### EXERCISE REQUIREMENTS
From the listing below, keep only the lines that contain the string "cabinet". The match is case-sensitive.

### PROVIDED DATA
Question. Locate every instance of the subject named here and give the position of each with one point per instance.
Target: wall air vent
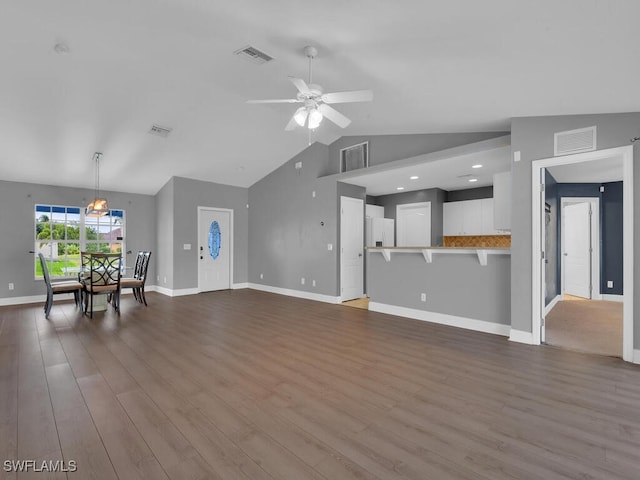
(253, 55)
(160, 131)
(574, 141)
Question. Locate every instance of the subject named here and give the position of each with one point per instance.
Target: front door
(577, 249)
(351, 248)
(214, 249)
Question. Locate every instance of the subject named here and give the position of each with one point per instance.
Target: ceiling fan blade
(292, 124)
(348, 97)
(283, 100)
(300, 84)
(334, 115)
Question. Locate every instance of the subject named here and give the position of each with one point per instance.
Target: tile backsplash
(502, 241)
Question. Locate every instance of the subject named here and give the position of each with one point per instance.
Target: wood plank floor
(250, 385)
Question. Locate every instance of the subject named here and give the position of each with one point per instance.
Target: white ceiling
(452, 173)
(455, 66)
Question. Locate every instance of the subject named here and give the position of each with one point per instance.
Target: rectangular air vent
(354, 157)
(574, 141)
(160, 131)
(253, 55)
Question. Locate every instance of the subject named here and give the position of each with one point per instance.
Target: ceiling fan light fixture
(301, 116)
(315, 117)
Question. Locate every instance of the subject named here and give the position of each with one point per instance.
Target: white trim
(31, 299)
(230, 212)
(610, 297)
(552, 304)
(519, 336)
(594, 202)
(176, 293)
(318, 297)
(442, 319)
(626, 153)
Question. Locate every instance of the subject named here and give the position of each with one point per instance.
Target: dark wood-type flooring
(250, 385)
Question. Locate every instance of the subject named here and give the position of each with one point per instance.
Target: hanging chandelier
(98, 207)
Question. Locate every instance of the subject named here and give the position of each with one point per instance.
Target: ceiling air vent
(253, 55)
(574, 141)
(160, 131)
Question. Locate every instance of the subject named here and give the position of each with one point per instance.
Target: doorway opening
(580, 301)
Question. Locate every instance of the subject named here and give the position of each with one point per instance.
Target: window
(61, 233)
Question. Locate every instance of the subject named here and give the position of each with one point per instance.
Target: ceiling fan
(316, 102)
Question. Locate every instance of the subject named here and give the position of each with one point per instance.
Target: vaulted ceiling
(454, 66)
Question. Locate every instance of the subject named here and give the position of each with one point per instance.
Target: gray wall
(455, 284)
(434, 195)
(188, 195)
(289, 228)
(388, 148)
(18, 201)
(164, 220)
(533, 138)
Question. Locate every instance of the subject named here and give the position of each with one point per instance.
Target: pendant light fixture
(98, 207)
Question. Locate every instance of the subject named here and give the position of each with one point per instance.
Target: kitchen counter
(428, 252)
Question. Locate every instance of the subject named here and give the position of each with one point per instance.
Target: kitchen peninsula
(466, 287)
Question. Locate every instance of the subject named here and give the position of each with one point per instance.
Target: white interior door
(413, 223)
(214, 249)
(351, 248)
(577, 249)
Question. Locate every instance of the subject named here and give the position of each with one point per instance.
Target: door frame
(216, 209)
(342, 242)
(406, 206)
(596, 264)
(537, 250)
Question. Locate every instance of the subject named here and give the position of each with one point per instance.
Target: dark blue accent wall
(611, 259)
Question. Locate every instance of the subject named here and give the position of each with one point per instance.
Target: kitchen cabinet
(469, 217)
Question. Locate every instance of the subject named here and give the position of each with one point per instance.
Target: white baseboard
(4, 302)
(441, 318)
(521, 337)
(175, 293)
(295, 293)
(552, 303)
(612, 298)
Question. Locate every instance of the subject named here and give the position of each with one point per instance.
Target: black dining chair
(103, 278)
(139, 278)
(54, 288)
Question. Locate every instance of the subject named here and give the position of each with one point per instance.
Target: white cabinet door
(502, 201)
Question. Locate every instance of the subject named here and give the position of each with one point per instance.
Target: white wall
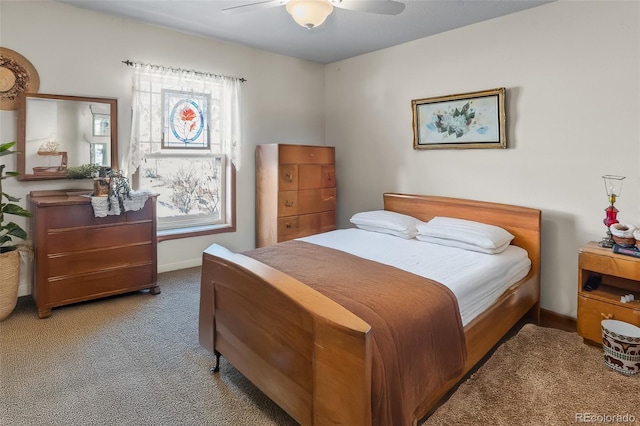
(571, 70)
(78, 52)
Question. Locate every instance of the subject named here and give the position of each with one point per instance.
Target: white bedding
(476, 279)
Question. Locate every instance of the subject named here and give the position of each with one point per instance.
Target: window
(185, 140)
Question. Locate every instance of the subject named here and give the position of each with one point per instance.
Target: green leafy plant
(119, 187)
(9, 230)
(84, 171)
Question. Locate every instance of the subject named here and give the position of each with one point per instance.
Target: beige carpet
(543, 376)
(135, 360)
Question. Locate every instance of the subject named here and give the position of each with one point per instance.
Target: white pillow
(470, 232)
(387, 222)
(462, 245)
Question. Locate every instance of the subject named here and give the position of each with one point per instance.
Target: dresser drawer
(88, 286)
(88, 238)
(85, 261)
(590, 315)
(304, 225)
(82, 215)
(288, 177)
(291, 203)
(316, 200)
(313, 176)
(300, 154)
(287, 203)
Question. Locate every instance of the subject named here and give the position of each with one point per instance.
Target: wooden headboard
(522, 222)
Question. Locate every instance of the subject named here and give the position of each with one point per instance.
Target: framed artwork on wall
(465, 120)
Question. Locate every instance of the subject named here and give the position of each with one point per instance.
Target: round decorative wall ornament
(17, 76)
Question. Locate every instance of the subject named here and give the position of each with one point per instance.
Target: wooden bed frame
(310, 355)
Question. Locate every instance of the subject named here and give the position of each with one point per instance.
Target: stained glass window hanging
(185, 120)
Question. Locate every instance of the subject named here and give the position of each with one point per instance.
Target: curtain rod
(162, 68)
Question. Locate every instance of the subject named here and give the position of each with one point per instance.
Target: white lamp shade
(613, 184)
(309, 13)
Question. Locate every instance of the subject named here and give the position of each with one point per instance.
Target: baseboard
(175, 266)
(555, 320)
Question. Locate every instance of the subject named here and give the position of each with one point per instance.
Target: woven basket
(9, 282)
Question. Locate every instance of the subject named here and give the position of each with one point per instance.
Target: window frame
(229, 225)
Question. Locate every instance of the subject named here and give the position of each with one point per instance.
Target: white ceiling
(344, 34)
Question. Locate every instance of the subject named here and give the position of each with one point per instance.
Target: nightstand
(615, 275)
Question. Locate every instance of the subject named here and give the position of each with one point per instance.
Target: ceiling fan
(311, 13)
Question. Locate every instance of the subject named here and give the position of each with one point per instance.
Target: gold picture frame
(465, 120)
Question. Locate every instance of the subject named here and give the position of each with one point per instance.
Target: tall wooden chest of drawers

* * *

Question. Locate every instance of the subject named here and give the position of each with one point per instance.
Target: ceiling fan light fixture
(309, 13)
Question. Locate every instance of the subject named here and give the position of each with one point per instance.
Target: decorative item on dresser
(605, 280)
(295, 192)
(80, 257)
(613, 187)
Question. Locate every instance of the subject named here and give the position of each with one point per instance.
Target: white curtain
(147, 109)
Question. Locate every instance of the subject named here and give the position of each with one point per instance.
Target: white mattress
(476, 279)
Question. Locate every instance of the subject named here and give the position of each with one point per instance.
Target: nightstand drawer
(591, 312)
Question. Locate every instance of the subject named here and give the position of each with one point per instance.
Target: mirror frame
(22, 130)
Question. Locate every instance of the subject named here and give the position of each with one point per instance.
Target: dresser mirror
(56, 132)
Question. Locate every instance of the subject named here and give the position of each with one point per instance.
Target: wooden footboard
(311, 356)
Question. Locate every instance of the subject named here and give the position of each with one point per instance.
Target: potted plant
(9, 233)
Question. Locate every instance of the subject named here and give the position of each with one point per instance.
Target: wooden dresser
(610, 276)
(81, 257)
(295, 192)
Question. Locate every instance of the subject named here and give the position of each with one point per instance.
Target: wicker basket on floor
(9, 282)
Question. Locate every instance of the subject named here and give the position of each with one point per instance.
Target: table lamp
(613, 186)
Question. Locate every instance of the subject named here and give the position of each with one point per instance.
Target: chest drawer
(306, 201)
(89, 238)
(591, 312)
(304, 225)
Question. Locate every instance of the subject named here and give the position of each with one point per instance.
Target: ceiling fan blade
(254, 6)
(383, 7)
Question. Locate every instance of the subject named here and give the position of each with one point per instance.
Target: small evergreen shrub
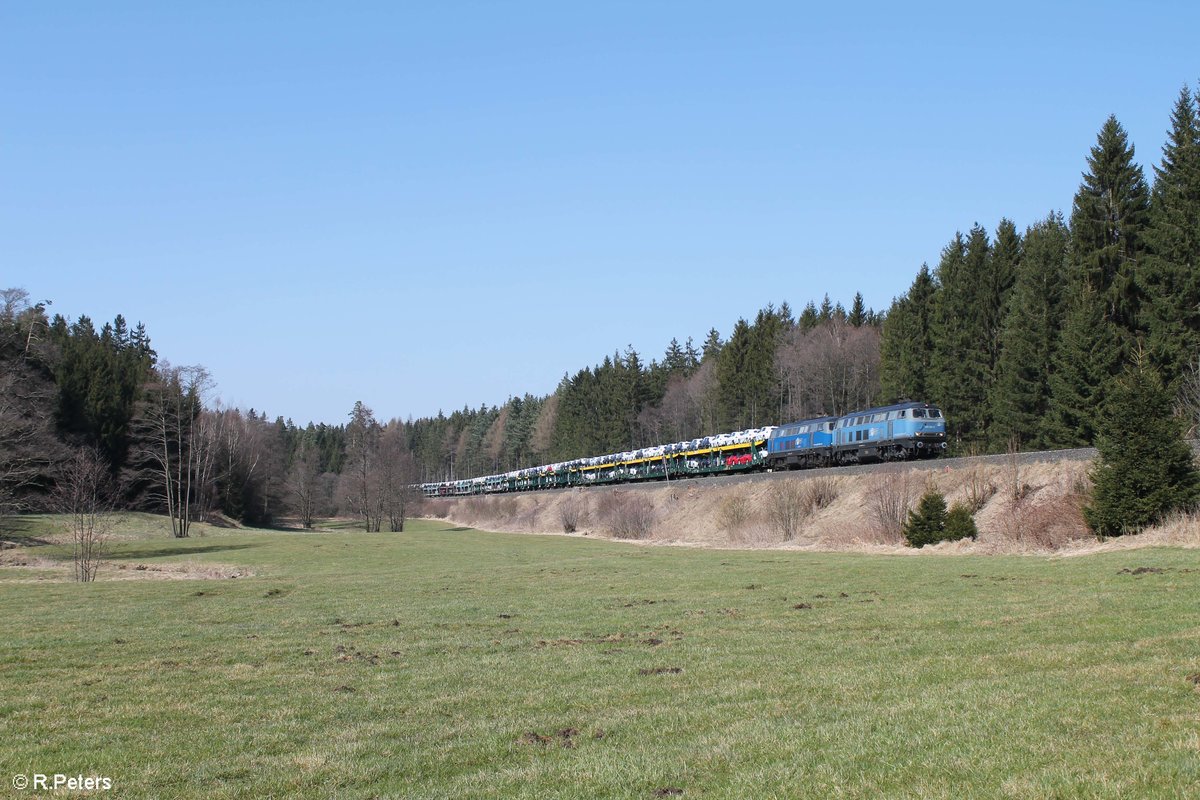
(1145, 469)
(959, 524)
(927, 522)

...

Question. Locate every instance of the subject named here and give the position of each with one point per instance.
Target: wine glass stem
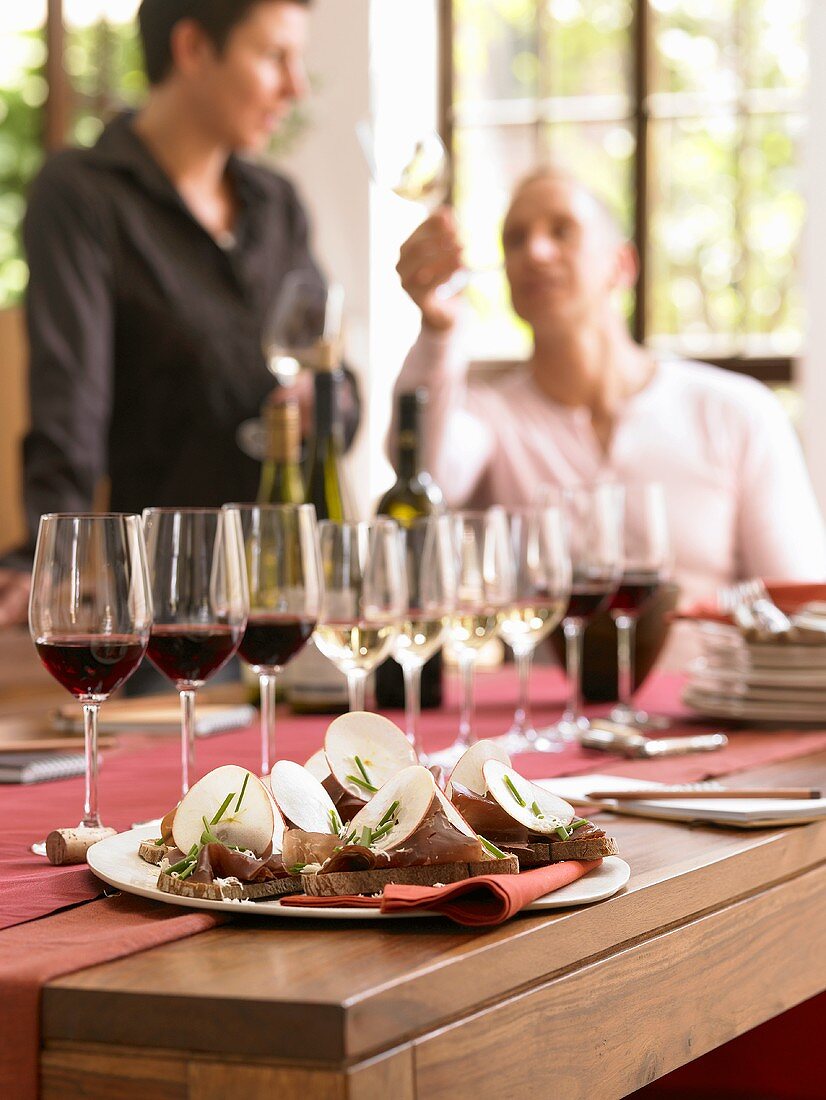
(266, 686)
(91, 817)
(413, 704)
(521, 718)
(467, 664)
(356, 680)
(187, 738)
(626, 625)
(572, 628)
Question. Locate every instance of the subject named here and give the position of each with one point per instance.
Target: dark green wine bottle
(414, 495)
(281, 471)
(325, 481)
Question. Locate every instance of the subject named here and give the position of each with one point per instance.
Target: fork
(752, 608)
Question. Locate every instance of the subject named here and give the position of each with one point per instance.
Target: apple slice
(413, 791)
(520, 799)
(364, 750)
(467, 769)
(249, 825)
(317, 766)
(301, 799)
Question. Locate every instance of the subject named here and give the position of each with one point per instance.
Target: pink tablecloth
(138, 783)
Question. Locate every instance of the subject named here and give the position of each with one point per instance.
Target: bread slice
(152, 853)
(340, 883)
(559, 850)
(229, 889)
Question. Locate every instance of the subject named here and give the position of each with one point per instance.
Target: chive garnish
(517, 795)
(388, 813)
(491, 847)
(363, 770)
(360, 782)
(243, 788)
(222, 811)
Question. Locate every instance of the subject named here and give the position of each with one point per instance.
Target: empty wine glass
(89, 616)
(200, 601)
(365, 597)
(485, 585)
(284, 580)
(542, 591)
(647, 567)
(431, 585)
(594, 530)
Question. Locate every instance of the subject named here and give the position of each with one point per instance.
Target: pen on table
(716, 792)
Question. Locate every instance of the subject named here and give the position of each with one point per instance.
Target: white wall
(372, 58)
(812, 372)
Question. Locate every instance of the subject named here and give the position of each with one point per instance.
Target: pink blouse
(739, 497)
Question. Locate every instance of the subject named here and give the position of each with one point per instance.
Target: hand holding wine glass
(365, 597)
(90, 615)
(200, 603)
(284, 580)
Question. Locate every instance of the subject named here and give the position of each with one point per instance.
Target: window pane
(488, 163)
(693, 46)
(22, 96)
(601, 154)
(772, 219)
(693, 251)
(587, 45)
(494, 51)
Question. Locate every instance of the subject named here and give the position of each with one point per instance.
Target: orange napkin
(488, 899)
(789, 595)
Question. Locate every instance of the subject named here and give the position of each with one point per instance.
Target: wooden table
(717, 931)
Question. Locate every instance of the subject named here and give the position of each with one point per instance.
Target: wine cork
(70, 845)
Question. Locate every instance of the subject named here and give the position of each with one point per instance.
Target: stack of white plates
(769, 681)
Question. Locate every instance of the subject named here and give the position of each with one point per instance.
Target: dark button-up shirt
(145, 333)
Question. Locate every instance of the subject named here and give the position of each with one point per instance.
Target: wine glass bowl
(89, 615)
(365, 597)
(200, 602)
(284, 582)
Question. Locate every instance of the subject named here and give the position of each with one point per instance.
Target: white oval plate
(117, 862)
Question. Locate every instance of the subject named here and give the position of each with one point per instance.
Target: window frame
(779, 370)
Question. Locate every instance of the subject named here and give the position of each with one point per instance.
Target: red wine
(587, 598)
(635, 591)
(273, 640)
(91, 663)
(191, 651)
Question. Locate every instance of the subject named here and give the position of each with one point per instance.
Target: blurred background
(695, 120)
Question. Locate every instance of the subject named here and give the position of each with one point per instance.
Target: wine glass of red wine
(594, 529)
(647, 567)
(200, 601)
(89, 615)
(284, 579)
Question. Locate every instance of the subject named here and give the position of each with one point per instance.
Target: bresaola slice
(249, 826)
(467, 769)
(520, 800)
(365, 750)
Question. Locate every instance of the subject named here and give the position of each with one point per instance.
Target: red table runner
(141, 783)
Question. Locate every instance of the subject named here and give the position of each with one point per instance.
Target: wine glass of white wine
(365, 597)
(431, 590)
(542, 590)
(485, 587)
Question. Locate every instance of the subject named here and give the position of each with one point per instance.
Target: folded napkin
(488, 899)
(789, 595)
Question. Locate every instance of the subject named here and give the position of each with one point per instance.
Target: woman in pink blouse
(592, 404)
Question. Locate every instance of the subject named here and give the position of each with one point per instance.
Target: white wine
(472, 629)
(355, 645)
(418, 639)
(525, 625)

### WRITTEN SOLUTION
Target: kitchen cabinet
Target: white cabinet door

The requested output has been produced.